- [Excerpt provided]

....

Does Not Necessarily Result in Better-Smelling Bandits

January 30, 1927
Los Angeles, CA
 
banditry 
Today was a good day to be a bad guy in Los Angeles, and a profitable one, too.  Calls to police flooded in from the terrorized, the carjacked, the held-up, and the home invaded, for a total of 16 robberies and 30 burglaries in a single day.

Poor Catherine Schmidt, a clerk at the Van De Camp bakery at 3601 Sunset, was robbed for the second time in a single week.  The scar-faced stick-up man made off with $17, and Catherine recognized him as the same guy who’d rifled through her register just a few days previous.

Drug store owner Charles A. Elliott had already closed up shop when bandits struck, and was spared the indignity of having a gun waved in his face.  However, his safe was cracked and $300 liberated, along with 22 pints of medicinal whiskey.  Pharmacy grade — nice!

....

- [Your task] Resume the account of the January 30, 1927 Los Angeles robberies, continuing from its last sentence. The items after this account have nothing to do with it.

- [Supplied entries]
....

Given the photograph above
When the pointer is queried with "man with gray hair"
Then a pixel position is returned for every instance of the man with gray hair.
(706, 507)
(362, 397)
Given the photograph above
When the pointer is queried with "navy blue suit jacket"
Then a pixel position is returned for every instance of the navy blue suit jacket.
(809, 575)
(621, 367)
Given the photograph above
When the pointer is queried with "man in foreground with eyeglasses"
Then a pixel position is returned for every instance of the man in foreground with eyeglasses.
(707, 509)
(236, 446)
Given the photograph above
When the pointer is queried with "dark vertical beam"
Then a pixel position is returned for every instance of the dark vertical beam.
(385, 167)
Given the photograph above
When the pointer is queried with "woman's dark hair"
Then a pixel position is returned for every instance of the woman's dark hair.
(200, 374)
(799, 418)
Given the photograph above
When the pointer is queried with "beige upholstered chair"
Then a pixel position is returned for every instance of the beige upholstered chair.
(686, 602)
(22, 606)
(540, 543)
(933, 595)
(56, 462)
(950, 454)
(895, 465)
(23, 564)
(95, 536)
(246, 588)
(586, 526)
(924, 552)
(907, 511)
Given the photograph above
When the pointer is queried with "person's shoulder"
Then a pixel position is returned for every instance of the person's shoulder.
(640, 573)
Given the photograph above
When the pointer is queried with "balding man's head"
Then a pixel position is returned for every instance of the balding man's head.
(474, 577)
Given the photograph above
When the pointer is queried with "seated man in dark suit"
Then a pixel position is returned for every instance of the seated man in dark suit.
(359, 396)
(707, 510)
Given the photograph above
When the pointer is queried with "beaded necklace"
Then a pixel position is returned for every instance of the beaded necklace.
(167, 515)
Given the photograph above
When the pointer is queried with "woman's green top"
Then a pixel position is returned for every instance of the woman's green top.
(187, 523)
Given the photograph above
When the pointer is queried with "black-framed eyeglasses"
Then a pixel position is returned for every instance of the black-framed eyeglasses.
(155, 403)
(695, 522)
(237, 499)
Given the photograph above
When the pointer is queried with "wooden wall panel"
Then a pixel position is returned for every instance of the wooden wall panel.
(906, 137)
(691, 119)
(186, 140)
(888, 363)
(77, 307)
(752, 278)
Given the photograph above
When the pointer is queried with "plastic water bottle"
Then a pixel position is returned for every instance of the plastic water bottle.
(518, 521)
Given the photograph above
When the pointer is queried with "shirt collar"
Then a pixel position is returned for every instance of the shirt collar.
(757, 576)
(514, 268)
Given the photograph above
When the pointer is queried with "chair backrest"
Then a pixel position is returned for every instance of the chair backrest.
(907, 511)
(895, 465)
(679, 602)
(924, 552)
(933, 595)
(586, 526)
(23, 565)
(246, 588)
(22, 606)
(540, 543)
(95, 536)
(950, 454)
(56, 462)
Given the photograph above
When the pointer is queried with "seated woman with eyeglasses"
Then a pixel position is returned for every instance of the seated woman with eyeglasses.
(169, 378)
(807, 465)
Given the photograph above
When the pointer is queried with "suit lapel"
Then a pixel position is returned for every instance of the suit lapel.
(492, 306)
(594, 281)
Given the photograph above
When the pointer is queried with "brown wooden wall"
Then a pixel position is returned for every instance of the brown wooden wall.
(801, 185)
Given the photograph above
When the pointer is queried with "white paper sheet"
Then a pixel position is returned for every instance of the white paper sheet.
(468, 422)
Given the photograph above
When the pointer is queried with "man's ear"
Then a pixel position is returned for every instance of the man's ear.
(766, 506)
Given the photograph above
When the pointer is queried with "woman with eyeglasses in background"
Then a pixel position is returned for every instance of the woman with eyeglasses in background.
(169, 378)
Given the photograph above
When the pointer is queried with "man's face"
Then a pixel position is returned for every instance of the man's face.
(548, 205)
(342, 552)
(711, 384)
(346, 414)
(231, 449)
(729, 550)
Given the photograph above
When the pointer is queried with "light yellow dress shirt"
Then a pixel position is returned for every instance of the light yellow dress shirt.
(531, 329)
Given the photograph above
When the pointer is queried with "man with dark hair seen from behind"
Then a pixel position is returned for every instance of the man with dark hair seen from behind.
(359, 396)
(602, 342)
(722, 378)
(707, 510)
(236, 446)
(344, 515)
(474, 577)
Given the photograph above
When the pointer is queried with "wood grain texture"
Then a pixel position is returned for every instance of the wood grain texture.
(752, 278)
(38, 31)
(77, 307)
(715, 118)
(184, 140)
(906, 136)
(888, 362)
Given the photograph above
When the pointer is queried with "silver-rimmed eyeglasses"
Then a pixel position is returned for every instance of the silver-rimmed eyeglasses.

....

- [Response area]
John S. Smith was held up at Mulholland and Laurel Canyon, and dragged from his car.  When the thugs discovered that Smith didn’t have any money on him, they swiped his hat and coat and cut his ignition wires.  Jack Olonglin was also stranded roadside when a carjacking pair set up a roadblock at Yale and Wilshire, and took $300 and two suitcases of clothing from him before disabling his auto.

K.E. Winters, laundry truck driver, was stalled at Avenue 37 and Dayton when he was set upon by another would-be robber.  However, as Winters  handed over the money, he whipped up a hard luck story about not being able to cover his bills as it was.  His assailant took pity on him, and returned the money, saying, "Oh well.  I guess I’m too soft-hearted to be a bandit anyway.  Slip me enought to buy a bed and some eats and I’ll let you go."

Can’t believe that one worked, but nicely played, Mr. Winters.